- [YOUR OBJECTIVE]: Reproduce the lines word for word, from the line with "of the green" up to and including the line with "column 301, row 138", and leave out the pictures.

- [PROVIDED RECORDS]:
******
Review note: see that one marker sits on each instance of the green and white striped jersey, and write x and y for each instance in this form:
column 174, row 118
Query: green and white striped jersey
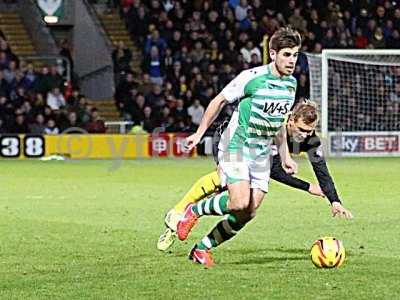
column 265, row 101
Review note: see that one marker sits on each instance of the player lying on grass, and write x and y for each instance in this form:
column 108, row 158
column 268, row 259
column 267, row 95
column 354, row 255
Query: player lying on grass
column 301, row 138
******
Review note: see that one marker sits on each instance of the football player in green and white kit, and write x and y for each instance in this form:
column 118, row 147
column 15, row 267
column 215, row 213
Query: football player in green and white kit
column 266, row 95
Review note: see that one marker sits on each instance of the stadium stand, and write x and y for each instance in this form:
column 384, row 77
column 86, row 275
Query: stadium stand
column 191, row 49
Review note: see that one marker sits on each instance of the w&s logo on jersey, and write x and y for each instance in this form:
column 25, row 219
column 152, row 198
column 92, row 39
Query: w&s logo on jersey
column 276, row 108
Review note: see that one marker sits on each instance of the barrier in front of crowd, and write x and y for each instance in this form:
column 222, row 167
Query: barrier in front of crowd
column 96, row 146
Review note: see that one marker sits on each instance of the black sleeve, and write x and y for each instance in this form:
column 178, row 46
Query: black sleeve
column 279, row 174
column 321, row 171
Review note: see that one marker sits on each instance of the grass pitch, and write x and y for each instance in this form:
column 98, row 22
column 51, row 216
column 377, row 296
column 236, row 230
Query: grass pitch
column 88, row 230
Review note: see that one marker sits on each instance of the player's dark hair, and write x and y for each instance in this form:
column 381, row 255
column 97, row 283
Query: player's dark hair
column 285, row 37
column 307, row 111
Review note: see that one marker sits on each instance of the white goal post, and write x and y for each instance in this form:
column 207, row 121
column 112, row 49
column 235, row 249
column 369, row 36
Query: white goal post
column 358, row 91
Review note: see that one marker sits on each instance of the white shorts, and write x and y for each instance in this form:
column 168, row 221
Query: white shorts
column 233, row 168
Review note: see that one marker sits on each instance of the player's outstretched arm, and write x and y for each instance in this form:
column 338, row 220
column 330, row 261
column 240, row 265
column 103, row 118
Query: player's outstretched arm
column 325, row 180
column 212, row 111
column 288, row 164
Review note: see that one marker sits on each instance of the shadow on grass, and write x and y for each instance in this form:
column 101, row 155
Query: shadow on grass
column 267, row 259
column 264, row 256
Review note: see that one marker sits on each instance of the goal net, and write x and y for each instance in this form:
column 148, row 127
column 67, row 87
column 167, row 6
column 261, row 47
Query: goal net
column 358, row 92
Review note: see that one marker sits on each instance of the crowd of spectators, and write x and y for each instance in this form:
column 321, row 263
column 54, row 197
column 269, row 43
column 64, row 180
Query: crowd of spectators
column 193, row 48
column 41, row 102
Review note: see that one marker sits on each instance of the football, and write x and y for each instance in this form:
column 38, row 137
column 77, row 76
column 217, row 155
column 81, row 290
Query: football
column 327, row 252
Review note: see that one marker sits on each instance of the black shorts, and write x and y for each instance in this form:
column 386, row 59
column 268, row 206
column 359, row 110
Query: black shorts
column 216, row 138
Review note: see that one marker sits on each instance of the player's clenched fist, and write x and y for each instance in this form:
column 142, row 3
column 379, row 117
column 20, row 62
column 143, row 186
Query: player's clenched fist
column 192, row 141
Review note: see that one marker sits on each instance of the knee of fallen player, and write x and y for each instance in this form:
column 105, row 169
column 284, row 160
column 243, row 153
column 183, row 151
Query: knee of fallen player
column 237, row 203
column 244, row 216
******
- [FINISHED ANSWER]:
Review note: see that one marker sits on each instance of the green and white striped jersey, and write x and y for each instance in this form:
column 174, row 118
Query: green and white striped jersey
column 265, row 101
Review note: see that one marker sits on each instance of the player lying on grass, and write x and y for each instance in this form:
column 108, row 158
column 268, row 259
column 267, row 95
column 354, row 255
Query: player lying on grass
column 301, row 138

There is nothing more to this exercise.